Items from a data source
========================================

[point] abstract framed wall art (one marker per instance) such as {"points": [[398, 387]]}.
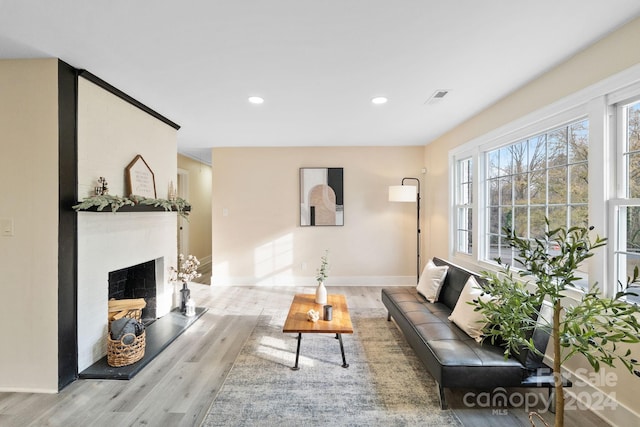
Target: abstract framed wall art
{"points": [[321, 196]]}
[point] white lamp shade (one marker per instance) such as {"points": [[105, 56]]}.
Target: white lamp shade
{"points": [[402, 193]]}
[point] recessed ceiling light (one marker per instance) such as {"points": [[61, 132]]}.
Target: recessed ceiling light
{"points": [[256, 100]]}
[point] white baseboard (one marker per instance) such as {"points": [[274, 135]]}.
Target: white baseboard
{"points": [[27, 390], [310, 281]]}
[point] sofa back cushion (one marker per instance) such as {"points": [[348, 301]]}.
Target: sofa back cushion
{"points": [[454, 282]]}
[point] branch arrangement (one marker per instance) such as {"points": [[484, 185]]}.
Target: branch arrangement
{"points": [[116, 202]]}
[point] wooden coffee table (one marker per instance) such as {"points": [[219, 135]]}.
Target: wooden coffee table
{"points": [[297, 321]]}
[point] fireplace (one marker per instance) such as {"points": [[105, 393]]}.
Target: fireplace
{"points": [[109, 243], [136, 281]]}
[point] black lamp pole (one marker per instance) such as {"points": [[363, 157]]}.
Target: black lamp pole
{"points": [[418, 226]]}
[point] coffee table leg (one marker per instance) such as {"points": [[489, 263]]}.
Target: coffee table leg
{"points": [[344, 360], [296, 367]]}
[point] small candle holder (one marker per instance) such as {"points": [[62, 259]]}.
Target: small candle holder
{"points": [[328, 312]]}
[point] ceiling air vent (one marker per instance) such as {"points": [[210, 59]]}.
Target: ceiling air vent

========================================

Write out the records exactly, from the line containing "[point] small candle" through the end of the records, including both ends.

[point] small candle holder (one marker per instance) such as {"points": [[62, 259]]}.
Target: small candle holder
{"points": [[328, 312]]}
[point] ceiling air vent (one marker per instance) such as {"points": [[210, 59]]}.
Target: ceiling air vent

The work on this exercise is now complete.